• Extract provided:
* * *

By talking to people and getting an understanding of how they feel, I came to the conclusion that what we are doing is basically a positive thing. Chris Wemmer, Smithsonian National Zoological Park

But four months later, Myanmar erupted into the headlines when a mass demonstration in the capital, Yangon (formerly Rangoon), ended with a massacre often called ‘Burma's Tiananmen Square’. Since then, Myanmar's military rulers, who now call themselves the State Peace and Development Council, have been heaped with opprobrium. They are at war with the Karens and other ethnic minorities, and rule the Burmese with a rod of iron. The London-based group Burma Campaign, which is pressing for democracy in the country, maintains that adults and children are routinely coerced into working on government projects; more than a million people have been relocated to make way for military installations, business ventures and the wildlife park highlighted in the Observer article. And according to Amnesty International, “torture has become an institution”. Meanwhile, Nobel peace laureate Aung San Suu Kyi is under house arrest, 17 years after she was elected to lead the country.

Asset stripping

Wemmer and his colleagues agree the regime is unsavoury. But they reject the accusation of collusion in human-rights abuse. “If I thought what I was doing out there was aiding the regime in abusing the people, my conscience wouldn't allow me to stay. I would get the hell out,” says Wemmer. “But by talking to a lot of poor people in the country and getting a really intimate understanding of how they feel, I came to the conclusion that what we are doing is basically a positive thing. Not being there wouldn't help the cause in any way.”

For conservationists, the main motivation is the opportunity to protect one of Asia's last wildernesses. “Myanmar has the largest area of standing forest in the whole of the Asian-Pacific region,” says Alan Rabinowitz, director of science and exploration for the Wildlife Conservation Society, based at the Bronx Zoo in New York, who has worked in the country for many years. The forests are a biodiversity hotspot and a stronghold for endangered tigers and Asian elephants.

* * *

• Problem description:
List every person named in the passage on conservation in Myanmar. The records below have nothing to do with the passage on conservation in Myanmar.

* * *

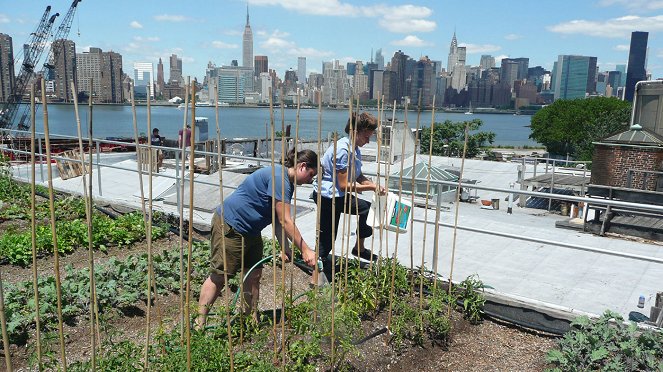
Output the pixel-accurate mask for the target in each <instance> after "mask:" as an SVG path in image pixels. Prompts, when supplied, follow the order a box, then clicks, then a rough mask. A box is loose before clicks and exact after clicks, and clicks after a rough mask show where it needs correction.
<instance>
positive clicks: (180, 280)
mask: <svg viewBox="0 0 663 372" xmlns="http://www.w3.org/2000/svg"><path fill="white" fill-rule="evenodd" d="M190 85H191V77H189V76H187V78H186V85H185V88H184V90H185V92H186V93H185V94H184V118H183V120H182V142H181V143H180V144H179V150H178V153H179V154H181V158H180V160H181V162H182V167H181V169H180V170H179V172H178V173H179V174H178V176H179V180H180V185H179V186H180V190H179V191H180V200H179V207H178V211H177V213H178V216H179V219H180V224H179V231H180V234H179V235H180V236H179V248H180V330H181V335H182V344H184V338H185V335H186V332H185V330H184V324H186V322H185V321H184V303H185V298H184V296H185V295H184V292H185V288H184V287H185V284H184V171H185V169H186V165H185V164H184V159H185V158H186V156H185V155H184V154H185V149H186V144H185V143H184V137H185V136H184V133H185V132H186V121H187V120H188V119H189V117H188V115H189V87H190Z"/></svg>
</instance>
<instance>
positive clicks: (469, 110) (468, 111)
mask: <svg viewBox="0 0 663 372" xmlns="http://www.w3.org/2000/svg"><path fill="white" fill-rule="evenodd" d="M472 114H473V112H472V101H470V108H469V109H468V110H467V111H466V112H465V115H472Z"/></svg>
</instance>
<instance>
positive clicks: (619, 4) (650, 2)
mask: <svg viewBox="0 0 663 372" xmlns="http://www.w3.org/2000/svg"><path fill="white" fill-rule="evenodd" d="M599 5H602V6H612V5H621V6H624V7H626V8H628V9H631V10H640V11H642V10H656V9H663V1H661V0H601V1H600V2H599Z"/></svg>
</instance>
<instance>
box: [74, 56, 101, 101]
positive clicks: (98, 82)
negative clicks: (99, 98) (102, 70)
mask: <svg viewBox="0 0 663 372" xmlns="http://www.w3.org/2000/svg"><path fill="white" fill-rule="evenodd" d="M101 53H102V51H101V49H100V48H94V47H90V51H89V52H83V53H77V54H76V74H77V77H78V85H77V86H76V88H77V89H78V92H85V93H87V95H88V96H89V97H95V96H97V95H99V94H100V93H101Z"/></svg>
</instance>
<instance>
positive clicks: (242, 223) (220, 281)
mask: <svg viewBox="0 0 663 372" xmlns="http://www.w3.org/2000/svg"><path fill="white" fill-rule="evenodd" d="M296 161H297V162H296V163H295V151H294V149H293V150H290V152H289V153H288V156H287V158H286V160H285V162H284V164H283V165H280V164H278V165H275V166H274V167H273V172H274V175H275V177H274V178H272V167H265V168H262V169H260V170H258V171H256V172H253V173H252V174H251V175H250V176H249V177H247V178H246V179H245V180H244V182H242V183H241V184H240V185H239V187H238V188H237V190H235V192H233V193H232V194H231V195H230V196H229V197H228V198H226V200H225V201H224V202H223V205H220V206H218V207H217V208H216V211H215V213H214V215H213V217H212V236H211V238H210V246H211V254H210V274H209V276H208V277H207V279H206V280H205V282H204V283H203V285H202V288H201V290H200V299H199V301H198V305H199V307H198V319H197V321H196V327H197V328H198V329H201V328H203V327H204V325H205V323H206V319H207V314H208V313H209V309H210V307H211V306H212V304H214V301H215V300H216V298H217V297H218V296H219V295H220V294H221V290H222V289H223V286H224V284H225V283H224V273H225V274H227V275H228V277H231V276H234V275H235V274H236V273H237V272H238V271H239V272H241V273H242V275H243V273H244V269H246V268H251V267H253V266H254V265H255V264H257V263H258V262H260V261H261V260H262V252H263V241H262V236H261V231H262V230H263V229H264V228H265V227H267V226H268V225H270V224H272V223H274V224H275V226H274V227H275V230H276V231H277V233H280V232H281V231H282V229H283V230H285V234H286V238H288V239H290V240H292V242H293V243H294V244H295V245H296V246H297V247H299V248H300V249H301V251H302V258H303V260H304V262H306V264H307V265H309V266H311V267H313V266H315V251H314V250H313V249H311V248H310V247H309V245H308V244H306V242H305V241H304V239H303V238H302V235H301V233H300V231H299V229H298V228H297V226H296V225H295V222H294V221H293V219H292V217H291V215H290V201H291V200H292V195H293V192H294V189H295V186H296V185H302V184H310V183H312V182H313V178H314V177H315V176H316V174H317V171H318V170H317V164H318V155H317V154H316V153H315V152H313V151H311V150H302V151H299V152H298V153H297V157H296ZM272 190H273V191H274V203H272ZM272 210H274V212H275V215H276V220H275V221H272ZM279 240H280V243H281V247H282V252H281V255H285V256H282V257H283V259H285V260H290V258H291V257H292V252H291V249H290V244H289V243H288V242H287V241H284V240H282V237H280V236H279ZM224 242H225V256H226V257H225V259H224V256H223V247H224V246H223V243H224ZM242 252H243V253H244V254H243V257H242ZM242 258H243V259H244V267H241V264H242ZM261 274H262V268H261V267H258V268H256V269H254V270H253V271H252V272H251V273H250V275H249V277H248V278H246V281H245V286H244V293H243V296H242V297H243V298H244V302H243V304H244V306H243V310H244V312H245V313H252V312H253V311H255V310H256V308H257V304H258V295H259V289H260V288H259V285H260V276H261ZM253 315H254V316H255V315H257V314H256V313H255V312H254V313H253Z"/></svg>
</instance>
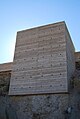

* * *

• Task answer:
Chris Wemmer, Aung San Suu Kyi, Alan Rabinowitz